Sultanın emrinde çalışan ve yine onun izniyle Pera’da özel bir akademi kuran ressam, orada sanat alanında köklü değişimlerin temelini oluşturmuştur. Ressam, sultanın başka portrelerini de yapmıştır. Sultan, Guillement gibi daha pek çok yetenekli sanatçıya faaliyetleri için çeşitli imkânlar sağlamış, böylece bu dönemde yapılan çalışmalar özellikle resim ve heykel bakımından gelişim göstererek Osmanlı sanatını doruk noktasına ulaştırmıştır.

Her iki portrede öne çıkan özellikler

Guillement ve Chlebowski, her iki ressam da sultanı anıtsal boyda resmetmiştir. Çünkü Avrupalı kralların da tercih ettiği bu üslup, hükümdarlık ve gücü simgeler. Bu portrelerde sultanın babası Sultan 2. Mahmud Han’ın ortaya koyduğu kıyafet değişikliği görülmektedir. Sultanın yeni üsluba uygun giyimi, aynı zamanda bol kesimiyle Doğu kültürü ve İslamî üslubu da yansıtmaktadır. Böylece sultan, bu giyim biçimiyle aziziye denilen özgün üslubunu ortaya koymuştur.

(Gösterilen Satırlar)
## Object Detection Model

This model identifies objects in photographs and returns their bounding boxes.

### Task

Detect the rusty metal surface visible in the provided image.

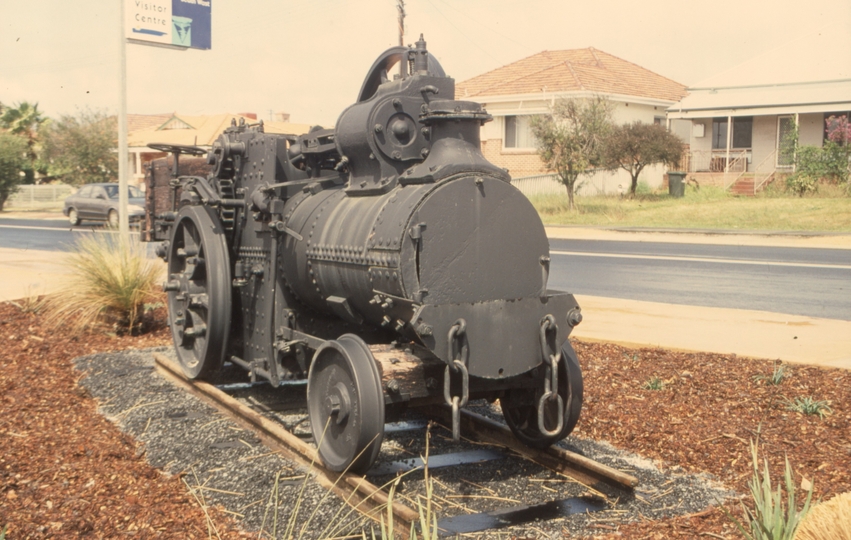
[431,408,638,489]
[154,353,419,529]
[144,36,581,476]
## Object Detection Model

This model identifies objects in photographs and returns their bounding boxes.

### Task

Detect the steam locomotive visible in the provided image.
[143,36,582,472]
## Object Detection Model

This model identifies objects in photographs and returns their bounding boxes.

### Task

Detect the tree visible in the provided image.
[603,122,685,196]
[44,110,118,186]
[532,97,614,211]
[0,101,48,181]
[786,116,851,197]
[0,131,27,210]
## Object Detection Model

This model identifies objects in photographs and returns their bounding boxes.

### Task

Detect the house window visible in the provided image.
[712,118,727,150]
[503,115,537,149]
[777,116,795,167]
[821,111,851,143]
[712,116,753,150]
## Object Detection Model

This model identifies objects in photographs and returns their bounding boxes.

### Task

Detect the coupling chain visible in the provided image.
[443,319,470,442]
[538,315,564,437]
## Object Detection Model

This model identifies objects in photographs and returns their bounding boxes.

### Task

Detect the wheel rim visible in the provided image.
[166,206,231,379]
[307,334,384,474]
[500,341,583,448]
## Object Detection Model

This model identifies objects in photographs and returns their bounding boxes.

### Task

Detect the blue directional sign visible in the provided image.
[124,0,212,49]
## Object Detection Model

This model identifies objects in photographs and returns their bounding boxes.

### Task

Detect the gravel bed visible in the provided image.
[76,348,735,538]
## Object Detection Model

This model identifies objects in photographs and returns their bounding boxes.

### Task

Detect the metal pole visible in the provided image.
[396,0,405,47]
[118,0,130,243]
[724,116,733,172]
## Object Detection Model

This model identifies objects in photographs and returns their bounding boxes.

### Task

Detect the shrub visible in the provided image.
[721,442,814,540]
[784,396,833,418]
[45,233,163,332]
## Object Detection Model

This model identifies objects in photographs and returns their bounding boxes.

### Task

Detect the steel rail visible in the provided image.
[430,407,638,491]
[153,353,419,530]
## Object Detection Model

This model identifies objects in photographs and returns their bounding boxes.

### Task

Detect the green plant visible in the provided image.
[603,121,684,196]
[45,233,163,332]
[783,396,833,418]
[641,377,665,390]
[43,109,118,186]
[531,96,614,212]
[753,364,787,386]
[0,131,27,210]
[721,441,814,540]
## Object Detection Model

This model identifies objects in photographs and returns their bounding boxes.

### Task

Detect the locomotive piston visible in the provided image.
[144,36,583,472]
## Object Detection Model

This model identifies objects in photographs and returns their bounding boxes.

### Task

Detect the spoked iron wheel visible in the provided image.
[500,341,582,449]
[307,334,384,474]
[165,206,231,380]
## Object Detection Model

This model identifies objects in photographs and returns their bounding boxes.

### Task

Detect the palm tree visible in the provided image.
[0,101,48,184]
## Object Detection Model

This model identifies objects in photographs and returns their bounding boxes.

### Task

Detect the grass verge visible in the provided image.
[44,233,163,332]
[530,186,851,232]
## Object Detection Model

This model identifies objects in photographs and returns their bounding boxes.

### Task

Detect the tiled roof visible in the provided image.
[127,114,310,147]
[455,47,686,101]
[127,113,174,132]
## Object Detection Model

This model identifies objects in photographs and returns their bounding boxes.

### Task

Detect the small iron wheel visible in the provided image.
[164,206,231,380]
[499,341,583,449]
[307,334,384,474]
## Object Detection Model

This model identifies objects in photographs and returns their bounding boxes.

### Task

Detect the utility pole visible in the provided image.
[396,0,405,47]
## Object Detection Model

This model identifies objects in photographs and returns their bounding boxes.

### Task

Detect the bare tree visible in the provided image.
[531,96,614,211]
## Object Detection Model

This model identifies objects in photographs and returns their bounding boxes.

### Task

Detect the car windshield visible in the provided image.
[103,185,144,199]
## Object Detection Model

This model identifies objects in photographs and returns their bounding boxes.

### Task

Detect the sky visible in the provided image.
[0,0,851,126]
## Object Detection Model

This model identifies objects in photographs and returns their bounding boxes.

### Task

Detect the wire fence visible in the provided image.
[4,184,74,209]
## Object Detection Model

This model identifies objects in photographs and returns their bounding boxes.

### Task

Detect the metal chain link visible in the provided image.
[538,315,564,437]
[443,319,470,442]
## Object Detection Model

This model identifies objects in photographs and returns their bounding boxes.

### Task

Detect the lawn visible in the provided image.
[530,186,851,232]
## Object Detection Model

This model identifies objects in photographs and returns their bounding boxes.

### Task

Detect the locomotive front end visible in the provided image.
[148,37,583,472]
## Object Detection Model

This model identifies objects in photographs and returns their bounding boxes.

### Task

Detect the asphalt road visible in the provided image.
[0,218,132,251]
[0,219,851,321]
[549,239,851,321]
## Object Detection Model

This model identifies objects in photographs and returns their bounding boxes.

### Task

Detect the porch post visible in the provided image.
[792,113,801,173]
[724,116,733,172]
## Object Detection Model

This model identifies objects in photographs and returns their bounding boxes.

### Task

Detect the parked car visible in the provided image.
[62,183,145,227]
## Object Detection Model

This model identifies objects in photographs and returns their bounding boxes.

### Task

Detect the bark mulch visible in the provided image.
[0,303,851,540]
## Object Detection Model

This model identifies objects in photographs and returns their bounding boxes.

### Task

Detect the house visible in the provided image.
[668,23,851,195]
[127,113,310,185]
[455,47,688,193]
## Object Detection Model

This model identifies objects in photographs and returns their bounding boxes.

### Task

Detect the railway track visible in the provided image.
[154,353,638,534]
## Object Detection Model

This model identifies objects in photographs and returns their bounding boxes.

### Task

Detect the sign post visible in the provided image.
[118,3,130,240]
[118,0,212,242]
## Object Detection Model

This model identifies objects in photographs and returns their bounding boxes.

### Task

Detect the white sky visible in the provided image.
[0,0,851,125]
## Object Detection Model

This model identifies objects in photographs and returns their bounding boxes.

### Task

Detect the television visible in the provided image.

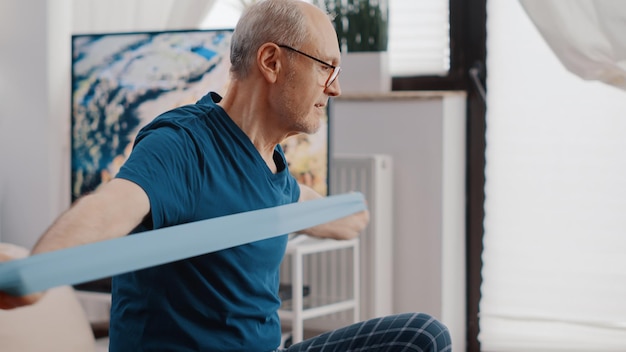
[71,29,329,206]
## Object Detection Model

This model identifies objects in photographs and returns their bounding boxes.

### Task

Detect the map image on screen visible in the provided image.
[71,29,328,201]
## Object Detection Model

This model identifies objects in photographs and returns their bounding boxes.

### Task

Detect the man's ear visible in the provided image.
[256,43,282,83]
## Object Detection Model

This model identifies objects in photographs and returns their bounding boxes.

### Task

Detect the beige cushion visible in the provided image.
[0,243,95,352]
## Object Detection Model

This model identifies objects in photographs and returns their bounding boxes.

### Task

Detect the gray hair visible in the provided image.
[230,0,309,79]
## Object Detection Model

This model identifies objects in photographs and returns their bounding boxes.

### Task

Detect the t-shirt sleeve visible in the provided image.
[116,126,201,228]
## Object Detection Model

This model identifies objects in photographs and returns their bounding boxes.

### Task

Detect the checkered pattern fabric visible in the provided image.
[278,313,452,352]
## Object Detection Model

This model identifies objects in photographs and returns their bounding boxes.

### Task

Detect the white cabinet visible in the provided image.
[278,235,359,343]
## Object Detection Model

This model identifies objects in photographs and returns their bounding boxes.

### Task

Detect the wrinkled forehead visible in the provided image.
[299,1,339,56]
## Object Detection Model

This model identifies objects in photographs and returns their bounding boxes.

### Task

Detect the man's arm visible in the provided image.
[31,178,150,254]
[0,179,150,309]
[298,185,369,240]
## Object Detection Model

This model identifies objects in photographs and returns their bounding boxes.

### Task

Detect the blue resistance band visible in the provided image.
[0,192,366,296]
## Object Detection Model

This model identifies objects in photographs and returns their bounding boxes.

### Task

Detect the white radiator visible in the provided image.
[281,154,393,331]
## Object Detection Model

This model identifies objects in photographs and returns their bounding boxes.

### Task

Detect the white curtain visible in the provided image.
[520,0,626,89]
[72,0,216,34]
[479,0,626,352]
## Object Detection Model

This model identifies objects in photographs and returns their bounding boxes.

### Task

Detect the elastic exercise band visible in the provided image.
[0,192,366,295]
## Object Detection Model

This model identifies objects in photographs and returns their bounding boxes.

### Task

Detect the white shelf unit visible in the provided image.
[278,235,360,343]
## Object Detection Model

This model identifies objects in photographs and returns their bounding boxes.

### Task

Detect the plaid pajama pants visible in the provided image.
[278,313,452,352]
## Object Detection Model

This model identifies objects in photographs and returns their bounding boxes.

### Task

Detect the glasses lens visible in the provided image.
[326,67,341,88]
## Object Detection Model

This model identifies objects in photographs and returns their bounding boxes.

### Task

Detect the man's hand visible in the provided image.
[0,249,43,309]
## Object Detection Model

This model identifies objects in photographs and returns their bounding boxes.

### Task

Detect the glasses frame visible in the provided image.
[276,44,341,88]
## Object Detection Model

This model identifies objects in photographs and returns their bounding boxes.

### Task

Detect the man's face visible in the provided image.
[280,9,341,137]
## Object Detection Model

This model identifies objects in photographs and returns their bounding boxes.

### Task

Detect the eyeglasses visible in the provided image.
[277,44,341,88]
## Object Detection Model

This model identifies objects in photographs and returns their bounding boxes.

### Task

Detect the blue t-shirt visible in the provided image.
[110,93,300,351]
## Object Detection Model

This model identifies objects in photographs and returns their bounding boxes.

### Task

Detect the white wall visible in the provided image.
[330,92,465,350]
[0,0,70,247]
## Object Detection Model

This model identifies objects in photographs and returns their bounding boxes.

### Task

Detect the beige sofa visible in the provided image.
[0,243,96,352]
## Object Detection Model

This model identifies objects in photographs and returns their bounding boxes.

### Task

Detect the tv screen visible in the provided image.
[71,29,329,205]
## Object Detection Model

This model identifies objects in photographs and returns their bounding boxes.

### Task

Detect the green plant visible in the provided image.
[324,0,389,52]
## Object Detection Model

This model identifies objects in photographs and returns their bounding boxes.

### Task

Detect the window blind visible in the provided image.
[388,0,450,77]
[479,1,626,352]
[202,0,450,77]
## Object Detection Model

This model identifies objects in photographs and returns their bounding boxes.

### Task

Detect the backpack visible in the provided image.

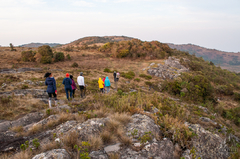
[117,73,120,78]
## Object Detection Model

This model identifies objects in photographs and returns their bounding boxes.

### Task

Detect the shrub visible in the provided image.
[117,49,129,58]
[10,43,17,51]
[67,54,71,60]
[54,52,65,62]
[162,73,215,103]
[64,46,73,52]
[234,92,240,101]
[22,84,28,89]
[121,71,135,79]
[38,45,53,64]
[38,45,53,57]
[21,50,36,62]
[72,62,78,67]
[103,68,112,73]
[134,78,140,82]
[139,74,152,80]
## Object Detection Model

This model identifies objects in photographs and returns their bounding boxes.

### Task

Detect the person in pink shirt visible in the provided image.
[103,77,106,93]
[70,75,77,98]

(Görev Tanımı)
Sultanın portrelerini anlatan metni son cümlesinden sonra devam ettirin.

(Alıştırma Cevabı)
Aynı zamanda bu dönem, sanat tarihi açısından bir dönüm noktası sayılabilir. Tuval geleneğine olan ilginin artmasıyla minyatür artık önemini kaybetmiş, tarih kaynakları içerisinde sadece birer hatıra nüshası olarak kalmaya başlamıştır. Fırçalar, yerini deklanşöre bırakmış, fotoğrafın da icadıyla yeni görme ve tasvir biçimleri ortaya çıkmış, özellikle sultanın Batı seyahatleriyle Batı’yla ilişkilerde yeni bir dönem açılmıştır. Osmanlı’nın yeni üsluplar ortaya koyan yeni nesil sanatçıları yetişmiş olup, bunların birçoğu Avrupa’da resim eğitimi gören asker kökenli ressamlardır. Resim sanat tarihimizde önemli yere sahip olan Şeker Ahmet Paşa, Süleyman Seyyid, Halil Paşa, gibi ressamlar da bu grubun içerisindedir.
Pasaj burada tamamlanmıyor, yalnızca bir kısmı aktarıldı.